Collected data:
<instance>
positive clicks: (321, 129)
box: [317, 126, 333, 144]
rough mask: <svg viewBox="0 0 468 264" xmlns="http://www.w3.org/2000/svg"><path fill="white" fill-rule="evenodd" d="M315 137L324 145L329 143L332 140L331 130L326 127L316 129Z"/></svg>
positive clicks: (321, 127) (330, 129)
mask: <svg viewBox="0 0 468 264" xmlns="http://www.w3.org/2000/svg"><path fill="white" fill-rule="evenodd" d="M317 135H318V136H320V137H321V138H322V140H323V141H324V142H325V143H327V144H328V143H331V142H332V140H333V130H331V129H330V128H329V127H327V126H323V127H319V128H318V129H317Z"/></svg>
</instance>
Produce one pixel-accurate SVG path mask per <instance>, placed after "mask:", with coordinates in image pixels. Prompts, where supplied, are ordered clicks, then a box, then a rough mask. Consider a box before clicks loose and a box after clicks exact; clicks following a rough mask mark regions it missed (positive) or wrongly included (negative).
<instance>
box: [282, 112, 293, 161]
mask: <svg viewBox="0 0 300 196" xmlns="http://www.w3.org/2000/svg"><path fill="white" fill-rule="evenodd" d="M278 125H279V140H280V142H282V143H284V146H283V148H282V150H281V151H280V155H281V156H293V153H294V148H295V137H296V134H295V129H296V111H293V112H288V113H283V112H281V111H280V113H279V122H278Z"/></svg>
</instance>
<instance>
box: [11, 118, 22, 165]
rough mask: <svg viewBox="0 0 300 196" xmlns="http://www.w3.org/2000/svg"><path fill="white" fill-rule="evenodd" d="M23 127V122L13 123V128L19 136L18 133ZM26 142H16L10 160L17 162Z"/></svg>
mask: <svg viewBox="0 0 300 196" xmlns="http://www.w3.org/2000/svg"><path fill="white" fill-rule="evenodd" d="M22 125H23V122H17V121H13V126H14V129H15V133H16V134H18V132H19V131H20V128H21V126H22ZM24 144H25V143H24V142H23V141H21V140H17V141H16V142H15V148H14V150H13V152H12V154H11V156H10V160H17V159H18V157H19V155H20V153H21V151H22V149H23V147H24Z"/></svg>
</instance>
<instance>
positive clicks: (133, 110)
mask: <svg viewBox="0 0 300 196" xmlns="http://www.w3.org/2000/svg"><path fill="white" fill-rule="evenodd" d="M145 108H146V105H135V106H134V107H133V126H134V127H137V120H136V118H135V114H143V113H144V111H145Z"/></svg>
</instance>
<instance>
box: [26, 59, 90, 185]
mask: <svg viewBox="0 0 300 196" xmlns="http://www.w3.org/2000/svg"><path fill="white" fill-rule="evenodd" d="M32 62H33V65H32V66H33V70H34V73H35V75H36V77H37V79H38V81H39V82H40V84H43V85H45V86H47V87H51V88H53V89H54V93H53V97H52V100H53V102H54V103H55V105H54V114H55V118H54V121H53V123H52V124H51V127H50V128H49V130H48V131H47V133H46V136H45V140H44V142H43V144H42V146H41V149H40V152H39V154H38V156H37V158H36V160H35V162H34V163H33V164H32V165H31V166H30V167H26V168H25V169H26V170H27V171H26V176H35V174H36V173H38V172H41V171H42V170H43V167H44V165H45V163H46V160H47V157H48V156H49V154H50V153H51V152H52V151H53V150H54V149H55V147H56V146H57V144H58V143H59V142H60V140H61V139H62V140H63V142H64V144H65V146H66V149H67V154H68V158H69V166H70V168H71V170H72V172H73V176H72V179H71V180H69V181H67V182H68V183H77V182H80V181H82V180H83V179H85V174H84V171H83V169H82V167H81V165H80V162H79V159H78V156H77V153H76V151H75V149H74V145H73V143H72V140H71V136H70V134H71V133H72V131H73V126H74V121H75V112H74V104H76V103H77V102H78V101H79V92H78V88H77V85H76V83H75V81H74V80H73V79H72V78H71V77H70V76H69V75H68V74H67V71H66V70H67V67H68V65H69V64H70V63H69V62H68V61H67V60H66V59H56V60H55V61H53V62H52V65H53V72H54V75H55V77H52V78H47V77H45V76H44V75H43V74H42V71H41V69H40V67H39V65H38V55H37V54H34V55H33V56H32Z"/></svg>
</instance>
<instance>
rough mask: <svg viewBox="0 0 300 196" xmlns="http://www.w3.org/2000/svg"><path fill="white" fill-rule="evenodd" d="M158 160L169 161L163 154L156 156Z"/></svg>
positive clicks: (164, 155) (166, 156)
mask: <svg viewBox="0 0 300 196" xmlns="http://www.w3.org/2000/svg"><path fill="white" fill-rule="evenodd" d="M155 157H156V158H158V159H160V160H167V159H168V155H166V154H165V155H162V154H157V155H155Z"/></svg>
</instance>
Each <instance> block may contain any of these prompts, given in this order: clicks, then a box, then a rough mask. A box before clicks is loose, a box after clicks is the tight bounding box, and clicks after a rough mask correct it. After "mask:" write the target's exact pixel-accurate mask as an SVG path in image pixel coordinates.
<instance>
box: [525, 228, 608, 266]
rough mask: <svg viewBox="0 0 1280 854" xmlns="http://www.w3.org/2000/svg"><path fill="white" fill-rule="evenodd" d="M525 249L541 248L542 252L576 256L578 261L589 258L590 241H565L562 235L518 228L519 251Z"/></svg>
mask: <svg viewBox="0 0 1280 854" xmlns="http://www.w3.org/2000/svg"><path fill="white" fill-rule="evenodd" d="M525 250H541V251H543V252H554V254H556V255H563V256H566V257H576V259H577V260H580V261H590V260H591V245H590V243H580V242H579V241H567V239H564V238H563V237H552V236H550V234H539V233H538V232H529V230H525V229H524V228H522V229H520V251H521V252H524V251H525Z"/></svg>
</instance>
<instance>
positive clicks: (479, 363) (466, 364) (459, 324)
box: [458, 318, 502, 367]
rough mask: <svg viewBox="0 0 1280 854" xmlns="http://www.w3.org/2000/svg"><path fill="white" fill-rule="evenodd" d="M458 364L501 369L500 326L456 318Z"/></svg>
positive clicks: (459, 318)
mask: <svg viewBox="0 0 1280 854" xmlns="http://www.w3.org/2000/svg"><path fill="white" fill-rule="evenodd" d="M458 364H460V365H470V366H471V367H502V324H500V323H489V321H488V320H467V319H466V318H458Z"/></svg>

WHAT TO PRODUCE:
Can you repeat, word for word, every line above from the one containing "positive clicks: (164, 155) (166, 156)" down to the one containing "box: [525, 228, 608, 266]", including both?

EXPECTED OUTPUT:
positive clicks: (164, 155) (166, 156)
mask: <svg viewBox="0 0 300 196" xmlns="http://www.w3.org/2000/svg"><path fill="white" fill-rule="evenodd" d="M155 157H156V158H158V159H160V160H167V159H168V155H166V154H165V155H162V154H157V155H155Z"/></svg>
</instance>
Each <instance> block may contain any of these prompts, given in this order: clicks, then a box, then a rough mask. A box before clicks is loose, a box after clicks is the tight bounding box, and clicks after a rough mask correct it. After "mask:" write the target's exact pixel-accurate mask as an SVG path in image pixel coordinates.
<instance>
box: [525, 228, 608, 266]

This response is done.